● **TEXT**
┏━━

So we asked Holliday what he looks for in high school stars and superstars who could turn pro if they decide not to come to Stillwater.

“You’re always looking for program-changing players,” said Holliday. “Kids that have great ability or great makeup, great leadership, in rare cases a little bit of everything. From there you just have to cultivate a relationship and a belief system about education where a player looks at Oklahoma State for three years as a better place to invest in himself than taking (MLB Draft) money out of school and signing.

“I see in football recruiting, if you can get three- and four-star players and elevate them to five-star performers, I think you have a chance to have a great team. In baseball we want to target three- and four-star talents that we can get here and then coach them and develop them into outstanding performers.”

We also asked him about what kind of qualities he searches for in juniors and seniors trying to play college baseball.

“The thing you’re looking to figure out if a kid has is you want to know if they have it. Do they have depth of personality? Are they motivated to be great? Are they inquisitive? Are they the kind of young man who every time he gets offered a task or challenge, he wants to master it. Is he driven to be great at something? Is he focused?

┗━━

● **SOURCE MATERIAL**
┏━━

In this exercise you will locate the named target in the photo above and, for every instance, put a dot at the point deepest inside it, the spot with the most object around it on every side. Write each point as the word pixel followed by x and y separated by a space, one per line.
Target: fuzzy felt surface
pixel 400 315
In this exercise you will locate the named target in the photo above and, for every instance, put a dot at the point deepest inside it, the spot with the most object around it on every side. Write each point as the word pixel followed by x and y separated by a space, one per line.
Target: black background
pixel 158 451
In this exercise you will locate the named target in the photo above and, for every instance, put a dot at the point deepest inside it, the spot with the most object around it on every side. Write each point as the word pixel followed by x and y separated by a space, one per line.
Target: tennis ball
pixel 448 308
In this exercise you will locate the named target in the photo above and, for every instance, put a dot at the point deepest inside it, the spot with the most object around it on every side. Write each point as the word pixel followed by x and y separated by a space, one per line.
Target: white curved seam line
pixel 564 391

┗━━

● **REQUIREMENT A**
In the Holliday passage, take the part that opens with the words containing "We also asked" and closes with "Is he focused?", and please write it out again with "juniors and seniors" swapped for "sophomores and juniors".
● **REQUIREMENT B**
According to the Holliday passage, for how many years does Holliday want a player to see Oklahoma State as a better place to invest in himself than signing?
Work only from the Holliday passage; the entries play no part.

● **WORKED SOLUTION A**
We also asked him about what kind of qualities he searches for in sophomores and juniors trying to play college baseball.

“The thing you’re looking to figure out if a kid has is you want to know if they have it. Do they have depth of personality? Are they motivated to be great? Are they inquisitive? Are they the kind of young man who every time he gets offered a task or challenge, he wants to master it. Is he driven to be great at something? Is he focused?

● **WORKED SOLUTION B**
Three years.